▶ [The task]: Make an exact copy of all the data.

▶ [Exercise materials]:
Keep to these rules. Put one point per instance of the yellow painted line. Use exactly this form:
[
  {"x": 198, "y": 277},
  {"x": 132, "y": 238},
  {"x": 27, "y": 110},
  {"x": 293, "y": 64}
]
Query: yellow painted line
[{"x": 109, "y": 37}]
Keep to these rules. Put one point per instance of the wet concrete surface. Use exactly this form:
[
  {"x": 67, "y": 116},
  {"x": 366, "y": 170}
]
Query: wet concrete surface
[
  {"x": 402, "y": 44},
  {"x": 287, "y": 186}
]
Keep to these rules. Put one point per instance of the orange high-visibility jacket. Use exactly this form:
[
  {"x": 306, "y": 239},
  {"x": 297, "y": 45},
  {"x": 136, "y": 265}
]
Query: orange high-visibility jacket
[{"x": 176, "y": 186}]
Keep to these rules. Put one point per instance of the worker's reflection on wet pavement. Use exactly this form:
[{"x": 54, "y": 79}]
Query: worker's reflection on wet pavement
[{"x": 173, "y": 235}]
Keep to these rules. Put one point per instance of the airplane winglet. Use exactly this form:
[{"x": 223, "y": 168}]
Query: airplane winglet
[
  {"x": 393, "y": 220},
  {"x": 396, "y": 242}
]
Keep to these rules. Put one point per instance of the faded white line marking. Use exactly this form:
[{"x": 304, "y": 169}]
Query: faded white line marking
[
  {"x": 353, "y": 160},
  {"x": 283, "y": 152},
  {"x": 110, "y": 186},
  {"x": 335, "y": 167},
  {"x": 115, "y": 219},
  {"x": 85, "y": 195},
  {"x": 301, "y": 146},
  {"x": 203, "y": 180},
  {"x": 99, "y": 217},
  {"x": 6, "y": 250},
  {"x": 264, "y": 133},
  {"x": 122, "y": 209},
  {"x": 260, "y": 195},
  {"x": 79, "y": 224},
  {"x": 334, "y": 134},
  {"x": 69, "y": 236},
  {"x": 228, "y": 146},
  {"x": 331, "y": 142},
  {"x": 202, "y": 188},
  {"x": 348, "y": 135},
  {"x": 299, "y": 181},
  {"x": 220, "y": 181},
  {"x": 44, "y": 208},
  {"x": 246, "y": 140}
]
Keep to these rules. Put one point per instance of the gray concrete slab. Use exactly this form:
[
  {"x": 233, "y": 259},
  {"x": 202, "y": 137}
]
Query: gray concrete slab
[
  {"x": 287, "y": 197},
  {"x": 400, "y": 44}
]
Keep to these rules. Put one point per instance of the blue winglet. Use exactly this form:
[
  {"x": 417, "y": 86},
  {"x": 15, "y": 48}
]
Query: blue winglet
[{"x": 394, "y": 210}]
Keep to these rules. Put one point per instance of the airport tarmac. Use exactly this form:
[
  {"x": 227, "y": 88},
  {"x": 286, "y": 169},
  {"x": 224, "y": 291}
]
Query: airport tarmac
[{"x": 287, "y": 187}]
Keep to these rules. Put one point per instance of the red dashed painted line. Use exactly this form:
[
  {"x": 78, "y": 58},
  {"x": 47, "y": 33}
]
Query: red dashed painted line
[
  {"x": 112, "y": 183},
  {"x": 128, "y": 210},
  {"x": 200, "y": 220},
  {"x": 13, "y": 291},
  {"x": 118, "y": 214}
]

▶ [Answer to this exercise]:
Keep to these rules. Put one point per instance of the yellow painted line. Use exactly this form:
[
  {"x": 198, "y": 277},
  {"x": 132, "y": 238},
  {"x": 27, "y": 110},
  {"x": 293, "y": 64}
]
Query: yellow painted line
[{"x": 109, "y": 37}]
Keep to these rules. Put one point per instance of the wet concrete surface. Use exactly this form:
[
  {"x": 67, "y": 116},
  {"x": 366, "y": 170}
]
Query: wet concrete surface
[
  {"x": 402, "y": 44},
  {"x": 287, "y": 186}
]
Keep to these rules. Put one point per instance of the orange high-visibility jacket. Use exactly this form:
[
  {"x": 306, "y": 239},
  {"x": 297, "y": 45},
  {"x": 136, "y": 265}
]
Query: orange high-visibility jacket
[{"x": 176, "y": 186}]
Keep to these rules. Put one point per instance of the worker's reflection on wet pavement. Use exactly this form:
[{"x": 54, "y": 79}]
Query: worker's reflection on wet pavement
[{"x": 173, "y": 235}]
Keep to these rules. Put one point per instance of the airplane winglet. Use exactly this form:
[{"x": 223, "y": 168}]
Query: airplane winglet
[
  {"x": 393, "y": 220},
  {"x": 396, "y": 242}
]
Keep to these rules. Put one point per instance of the faded white line marking. Use exactly this form:
[{"x": 304, "y": 169}]
Query: faded white line marking
[
  {"x": 353, "y": 160},
  {"x": 283, "y": 152},
  {"x": 110, "y": 186},
  {"x": 335, "y": 167},
  {"x": 115, "y": 219},
  {"x": 85, "y": 195},
  {"x": 301, "y": 146},
  {"x": 203, "y": 180},
  {"x": 99, "y": 217},
  {"x": 6, "y": 250},
  {"x": 264, "y": 133},
  {"x": 122, "y": 209},
  {"x": 260, "y": 195},
  {"x": 79, "y": 224},
  {"x": 334, "y": 134},
  {"x": 69, "y": 236},
  {"x": 228, "y": 146},
  {"x": 331, "y": 142},
  {"x": 202, "y": 188},
  {"x": 348, "y": 135},
  {"x": 299, "y": 181},
  {"x": 220, "y": 181},
  {"x": 44, "y": 208},
  {"x": 246, "y": 140}
]
Keep to these rules. Put one point per instance of the gray concrete slab. Use exactly this form:
[
  {"x": 233, "y": 259},
  {"x": 202, "y": 137}
]
Query: gray concrete slab
[
  {"x": 287, "y": 197},
  {"x": 400, "y": 44}
]
Keep to these rules. Put one point per instance of the blue winglet. Use exactly this form:
[
  {"x": 417, "y": 86},
  {"x": 15, "y": 48}
]
Query: blue winglet
[{"x": 394, "y": 210}]
Keep to these rules. Put one point per instance of the airport tarmac. Use exactly this form:
[
  {"x": 227, "y": 88},
  {"x": 286, "y": 169},
  {"x": 224, "y": 291}
]
Query: airport tarmac
[{"x": 287, "y": 187}]
Keep to these rules. Put one point per instance of the red dashed painted line. Use exactly this form:
[
  {"x": 78, "y": 58},
  {"x": 47, "y": 33}
]
Query: red dashed painted line
[
  {"x": 112, "y": 183},
  {"x": 128, "y": 210},
  {"x": 200, "y": 220},
  {"x": 13, "y": 291},
  {"x": 118, "y": 214}
]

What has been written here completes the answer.